----- DOCUMENT SECTION
Boston’s Seaport is getting yet another big hotel, this one a 15-story, 438-room tower directly across D Street from the Thomas M. Menino Convention and Exhibition Center, rounding out what developers are calling a multi-hotel campus beside the existing Element and Aloft properties. Plans call for street-level retail, a landscaped Anchor Street entry plaza, an indoor-outdoor lobby bar and a rooftop amenity, with city and developer filings saying the building will be designed to meet LEED Gold standards and support hundreds of construction and permanent jobs.
The Boston Zoning Commission voted 7-0 on Feb. 11 to adopt the Third Amended and Restated Development Plan for Planned Development Area No. 50 at 371-401 D Street, moving the proposal through another key step in the city’s approval process, according to the Boston Zoning Commission meeting minutes. Planning staff and the design team walked commissioners through the proposal, and supporters including the Carpenters Union and the Massachusetts Lodging Association spoke in favor before the commission closed the hearing and carried the motion.
Project approved near the Menino Center
The developer’s filing outlines a roughly 15-story, 160,000-square-foot hotel with about 438 guest rooms. Parking would rely on the existing surface lot at the site, rather than a new garage, according to local coverage. WCVB highlighted the size of the building and its location directly beside the convention center. The application materials frame the project as a companion to the neighboring hotels instead of a standalone tower.
----------
----- LISTED ENTRIES
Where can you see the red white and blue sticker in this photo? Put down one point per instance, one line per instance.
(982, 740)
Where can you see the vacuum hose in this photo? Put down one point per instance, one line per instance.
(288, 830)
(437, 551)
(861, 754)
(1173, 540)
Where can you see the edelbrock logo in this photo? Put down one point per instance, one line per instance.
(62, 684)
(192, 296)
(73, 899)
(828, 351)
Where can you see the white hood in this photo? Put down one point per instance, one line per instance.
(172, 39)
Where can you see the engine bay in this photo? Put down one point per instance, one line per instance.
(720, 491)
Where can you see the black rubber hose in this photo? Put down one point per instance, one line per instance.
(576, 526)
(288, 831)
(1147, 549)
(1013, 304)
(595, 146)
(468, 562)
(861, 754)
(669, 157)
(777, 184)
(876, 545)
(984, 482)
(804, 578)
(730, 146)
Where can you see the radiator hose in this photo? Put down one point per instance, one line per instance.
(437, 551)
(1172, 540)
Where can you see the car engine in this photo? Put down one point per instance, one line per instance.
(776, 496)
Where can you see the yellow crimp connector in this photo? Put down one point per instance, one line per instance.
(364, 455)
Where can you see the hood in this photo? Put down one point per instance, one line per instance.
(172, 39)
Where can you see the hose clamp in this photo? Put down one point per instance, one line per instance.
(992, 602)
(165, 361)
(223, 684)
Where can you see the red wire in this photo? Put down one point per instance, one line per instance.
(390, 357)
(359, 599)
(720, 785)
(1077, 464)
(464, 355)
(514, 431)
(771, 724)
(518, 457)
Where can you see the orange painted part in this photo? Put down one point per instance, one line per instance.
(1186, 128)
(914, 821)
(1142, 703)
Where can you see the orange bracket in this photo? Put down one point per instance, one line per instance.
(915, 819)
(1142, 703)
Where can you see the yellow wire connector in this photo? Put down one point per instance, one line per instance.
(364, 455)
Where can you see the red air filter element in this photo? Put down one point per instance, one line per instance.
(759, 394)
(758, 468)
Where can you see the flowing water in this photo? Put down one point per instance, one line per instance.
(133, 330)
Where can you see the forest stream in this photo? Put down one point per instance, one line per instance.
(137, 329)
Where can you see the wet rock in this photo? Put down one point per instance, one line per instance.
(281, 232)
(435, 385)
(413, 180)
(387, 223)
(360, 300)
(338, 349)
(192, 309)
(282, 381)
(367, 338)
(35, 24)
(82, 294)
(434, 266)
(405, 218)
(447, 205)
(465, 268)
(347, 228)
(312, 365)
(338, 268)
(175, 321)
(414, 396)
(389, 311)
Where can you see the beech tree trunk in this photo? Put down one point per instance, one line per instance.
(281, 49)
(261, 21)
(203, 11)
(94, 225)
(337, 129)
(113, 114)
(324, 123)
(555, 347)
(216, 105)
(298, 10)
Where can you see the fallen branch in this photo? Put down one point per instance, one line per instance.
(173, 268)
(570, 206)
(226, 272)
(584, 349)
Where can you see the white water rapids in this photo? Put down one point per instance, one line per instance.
----------
TASK OBJECTIVE: Resume the article about the planned Seaport hotel across D Street from the Menino convention center, continuing after its final paragraph.

SOLVED PROBLEM:
Part of a larger hotel campus
The plan also calls for a modest rework of the adjacent Element hotel, adding up to roughly 20 more keys there. Combined with the Aloft and Element properties, that change would bring the three-hotel campus to about 968 guest rooms, according to real-estate coverage of the filings. The Real Deal detailed the ownership structure and noted that the parcel has long been earmarked as part of the convention-district hotel strategy.
Design, sustainability and neighborhood benefits
Developers say the project will come with pedestrian upgrades that go beyond the front door, including wider and improved sidewalks, new street trees and a landscaped entry plaza on Anchor Street, along with that indoor-outdoor lobby bar and a rooftop amenity space, according to reporting that summarized the permit filings. The Boston Herald reported those public-facing design promises. City planning documents also list sustainability commitments, including an all-electric building designed to achieve LEED Gold certification, indoor bike parking and space for quarterly community meetings.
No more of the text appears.